→ Given passage
-- Begin --

# Weight



## ying6 (Apr 21, 2004)

Can you guess the weight of this fish? Caught in Delaware Ohio, at a public pond. The fish measured 27 1/4 inches. - this is right
Weight is from a scale but does not mean it is perfect.


----------



## 93stratosfishnski (Aug 25, 2011)

8 lb 2 oz.... Haven't seen you on here much over the winter, been fishing much?


----------



## streamstalker (Jul 8, 2005)

Why doesn't that guy look happier?


----------



## injun laker45 (Jun 28, 2011)

9 lb 4 oz :B


----------



## Bonecrusher (Aug 7, 2010)

7.3 LBS of pure big bass


----------



## Fishin Finatic (Oct 22, 2010)

Tried to find the lenght to weight conversion for ohio but couldnt. In Texas it would weight a little under 13 lb's In South Carolina it would weight 11 1/2 lbs. The Ohio record is 13 lb 2 oz. I bet if you used it for bait you could catch one monster of a crappie.


----------



## MDBuckeye (Sep 29, 2009)

It's long that's for sure. I'm surprised it didn't have more girth though.
I would say right around 9lbs give or take 6oz...


----------



## NewbreedFishing (Apr 15, 2004)

-- End --

→ Set exercise
Continue the forum thread on guessing a fish's weight from the point where it stops. These entries are separate from the forum thread above.

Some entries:
-- Begin --

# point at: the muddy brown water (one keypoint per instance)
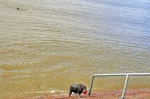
(46, 45)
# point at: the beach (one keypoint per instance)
(130, 94)
(47, 45)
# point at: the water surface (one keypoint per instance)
(48, 45)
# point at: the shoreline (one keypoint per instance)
(116, 94)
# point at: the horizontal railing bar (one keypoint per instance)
(123, 74)
(118, 74)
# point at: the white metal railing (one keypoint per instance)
(120, 74)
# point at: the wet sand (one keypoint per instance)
(116, 94)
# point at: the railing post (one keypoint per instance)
(125, 87)
(91, 85)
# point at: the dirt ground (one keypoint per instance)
(130, 94)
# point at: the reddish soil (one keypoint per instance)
(130, 94)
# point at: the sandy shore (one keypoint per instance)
(130, 94)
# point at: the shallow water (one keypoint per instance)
(47, 45)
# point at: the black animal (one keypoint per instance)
(17, 8)
(77, 89)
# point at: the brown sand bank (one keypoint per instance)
(130, 94)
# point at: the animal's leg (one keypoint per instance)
(70, 93)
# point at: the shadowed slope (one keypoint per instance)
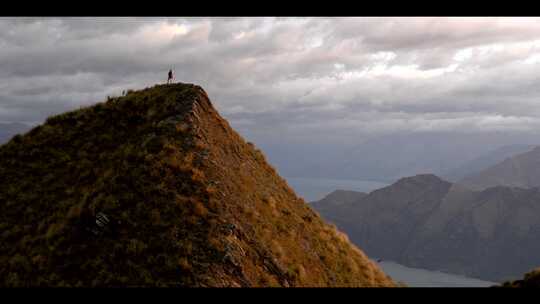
(190, 203)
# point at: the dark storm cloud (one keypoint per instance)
(289, 76)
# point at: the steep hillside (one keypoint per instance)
(384, 220)
(484, 161)
(337, 198)
(155, 189)
(522, 170)
(529, 280)
(8, 130)
(492, 234)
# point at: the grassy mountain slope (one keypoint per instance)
(190, 203)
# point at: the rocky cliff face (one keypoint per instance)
(156, 189)
(522, 170)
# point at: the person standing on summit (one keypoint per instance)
(170, 77)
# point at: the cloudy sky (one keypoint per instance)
(287, 78)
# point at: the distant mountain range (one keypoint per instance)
(426, 222)
(484, 161)
(391, 157)
(8, 130)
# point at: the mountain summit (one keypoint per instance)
(156, 189)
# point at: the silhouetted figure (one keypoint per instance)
(170, 77)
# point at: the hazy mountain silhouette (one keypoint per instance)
(426, 222)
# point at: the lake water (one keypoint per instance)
(416, 277)
(313, 189)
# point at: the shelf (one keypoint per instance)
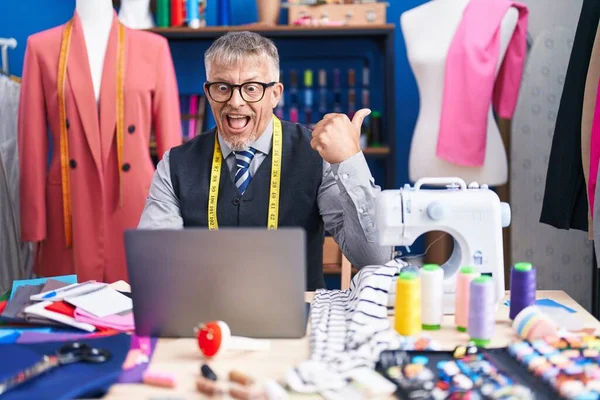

-- End --

→ Task response
6.5 is my guess and I am sure to be wrong with a length like that 
:B


----------



## DelawareAngler (Mar 19, 2009)

Everyone fishing in delaware now a days lol


----------



## "Big" mark the shark (Jan 21, 2010)

I would go 6 3/4lb


----------



## Net (Apr 10, 2004)

5lb 14oz. Tell me which pond and I'll give you the fish's age & horoscope . I can tell by the background it's not the pond we ice fished.


----------



## gerb (Apr 13, 2010)

long fish...i'll give it 8lb 7oz


----------



## Marshall (Apr 11, 2004)

That is a long fish. Can't wait to see what it weighed. Its a lot easier to guess weight of a bass in person. Im usually pretty close but in pics im not as good. Not very many grow over 23 to 24 inches in ohio and at that size they are around 6.5 to 7.5lbs or a tad bigger. Who knows what a 27 and a quarter comes in at. By the way great job!


----------



## catfish catchers (Apr 9, 2009)

its a long fish but looks skinny, Id say maybe 6 at most


----------



## KWaller (Oct 3, 2010)

catfish catchers said:


> its a long fish but looks skinny, Id say maybe 6 at most


Not too skinny, take another peek.
I would go with 9lbs

Outdoor Hub mobile, the outdoor information engine


----------



## gerb (Apr 13, 2010)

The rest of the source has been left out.